▶ _What to work on_:
Reproduce word for word the part of the text on updating an adopted project that begins at "Re-running /govern always" and ends at "the right tool.".

▶ _Extracted text_:

Updating an Adopted Project

Projects that were bootstrapped with /govern or adopted govern manually can pull the latest govern files by running /govern again. It uses three strategies to decide how each file is handled:

Strategy Behavior Examples
update Always overwritten with the latest govern version constitution.md, spec templates, slash commands
create Created on first run, skipped on re-run specs/system.md, specs/errors.md, specs/events.md
skip Never overwritten AGENTS.md, CLAUDE.md

The .gitignore uses a merge strategy — govern patterns are appended below a # govern marker if the marker is not already present.

Re-running /govern always pulls from main — the project does not pin to a specific tag. To track a tag instead, edit the https://raw.githubusercontent.com/.../main/ URL inside your installed govern.md to point at the tag (e.g., v0.1.0). Most adopters won't need to — the per-file pinning below is finer-grained and usually the right tool.

Configuring .govern.toml

.govern.toml is the project's optional configuration and persisted-decisions file. Create it at your project root only if you need one of the behaviors below — /govern runs without it just fine.

[pinned] — keep /govern from overwriting customized files

If your project has customized a file that govern normally overwrites (update strategy), pin it:

[pinned]
# Files listed here use 'skip' instead of 'update'.
# Use destination paths (after placeholder resolution).

▶ _Data for review_:
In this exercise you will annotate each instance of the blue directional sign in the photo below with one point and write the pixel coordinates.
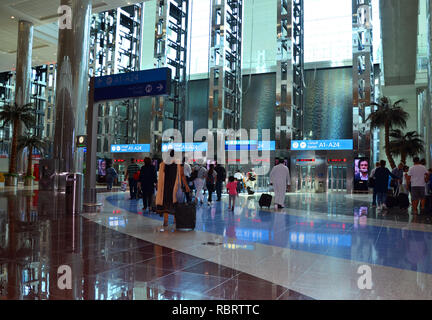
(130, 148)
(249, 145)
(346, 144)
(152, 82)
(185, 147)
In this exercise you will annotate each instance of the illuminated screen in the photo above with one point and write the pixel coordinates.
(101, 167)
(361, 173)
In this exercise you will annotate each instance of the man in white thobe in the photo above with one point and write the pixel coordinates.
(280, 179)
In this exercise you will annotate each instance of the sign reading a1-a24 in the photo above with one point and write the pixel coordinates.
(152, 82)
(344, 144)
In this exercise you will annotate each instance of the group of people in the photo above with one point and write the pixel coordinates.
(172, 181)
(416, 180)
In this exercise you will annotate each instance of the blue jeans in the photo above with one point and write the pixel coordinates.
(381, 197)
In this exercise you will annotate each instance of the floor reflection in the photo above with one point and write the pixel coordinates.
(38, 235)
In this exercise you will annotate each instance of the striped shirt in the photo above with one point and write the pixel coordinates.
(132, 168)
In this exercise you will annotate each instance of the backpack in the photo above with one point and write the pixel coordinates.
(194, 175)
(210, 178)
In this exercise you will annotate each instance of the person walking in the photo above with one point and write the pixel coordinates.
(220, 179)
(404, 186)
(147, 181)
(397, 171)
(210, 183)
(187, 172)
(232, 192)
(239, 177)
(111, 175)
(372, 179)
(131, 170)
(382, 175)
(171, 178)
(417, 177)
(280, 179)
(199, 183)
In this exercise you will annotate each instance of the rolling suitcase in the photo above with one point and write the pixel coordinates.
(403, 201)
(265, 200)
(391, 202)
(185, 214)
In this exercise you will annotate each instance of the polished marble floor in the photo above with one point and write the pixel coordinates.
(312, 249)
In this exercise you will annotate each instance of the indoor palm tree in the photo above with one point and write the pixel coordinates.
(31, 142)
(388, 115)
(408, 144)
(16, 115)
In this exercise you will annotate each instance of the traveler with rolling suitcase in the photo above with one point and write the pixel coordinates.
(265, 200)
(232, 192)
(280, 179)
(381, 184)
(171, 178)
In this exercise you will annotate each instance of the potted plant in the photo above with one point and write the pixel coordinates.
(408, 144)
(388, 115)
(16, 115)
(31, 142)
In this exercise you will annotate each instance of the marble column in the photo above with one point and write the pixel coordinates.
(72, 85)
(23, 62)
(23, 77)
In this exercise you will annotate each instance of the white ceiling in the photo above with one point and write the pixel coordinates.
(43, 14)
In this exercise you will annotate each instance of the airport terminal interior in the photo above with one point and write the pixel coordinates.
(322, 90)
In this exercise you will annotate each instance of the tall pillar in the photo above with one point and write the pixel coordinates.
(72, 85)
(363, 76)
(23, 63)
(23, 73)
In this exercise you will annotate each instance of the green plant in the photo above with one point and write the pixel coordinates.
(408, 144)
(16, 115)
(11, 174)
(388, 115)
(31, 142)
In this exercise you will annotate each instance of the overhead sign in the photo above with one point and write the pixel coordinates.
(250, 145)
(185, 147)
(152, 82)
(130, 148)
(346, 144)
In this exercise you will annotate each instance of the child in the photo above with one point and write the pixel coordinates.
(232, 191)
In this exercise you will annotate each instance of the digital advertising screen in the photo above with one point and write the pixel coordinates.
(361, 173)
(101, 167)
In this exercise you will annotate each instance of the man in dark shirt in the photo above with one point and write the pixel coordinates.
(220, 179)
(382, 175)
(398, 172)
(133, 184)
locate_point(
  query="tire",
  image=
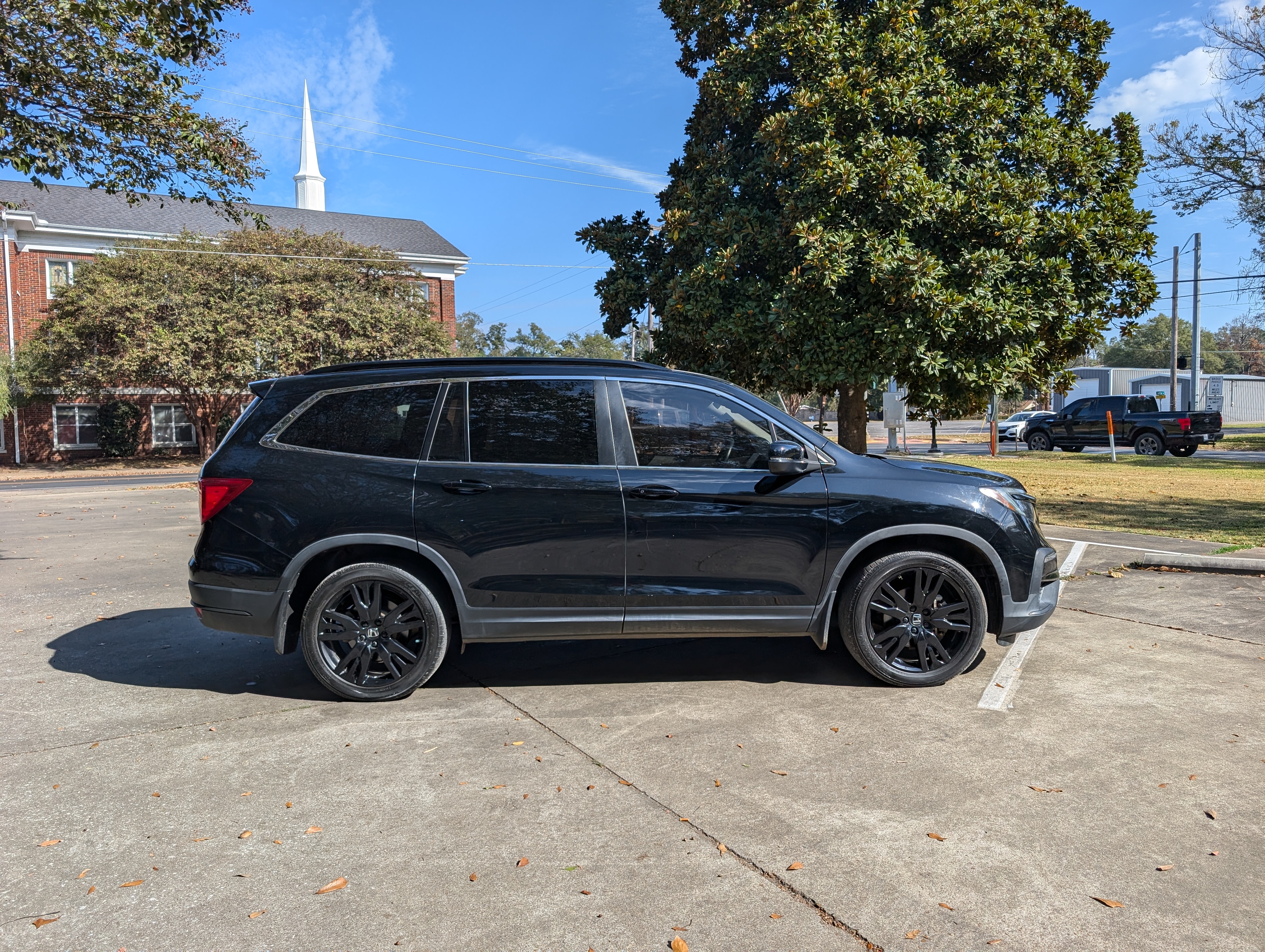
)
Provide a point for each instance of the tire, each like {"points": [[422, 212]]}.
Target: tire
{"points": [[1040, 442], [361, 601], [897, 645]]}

▶ _Final answer_:
Re-running /govern always pulls from main — the project does not pin to a specific tag. To track a tag instead, edit the https://raw.githubusercontent.com/.../main/ URL inside your installed govern.md to point at the tag (e.g., v0.1.0). Most adopters won't need to — the per-file pinning below is finer-grained and usually the right tool.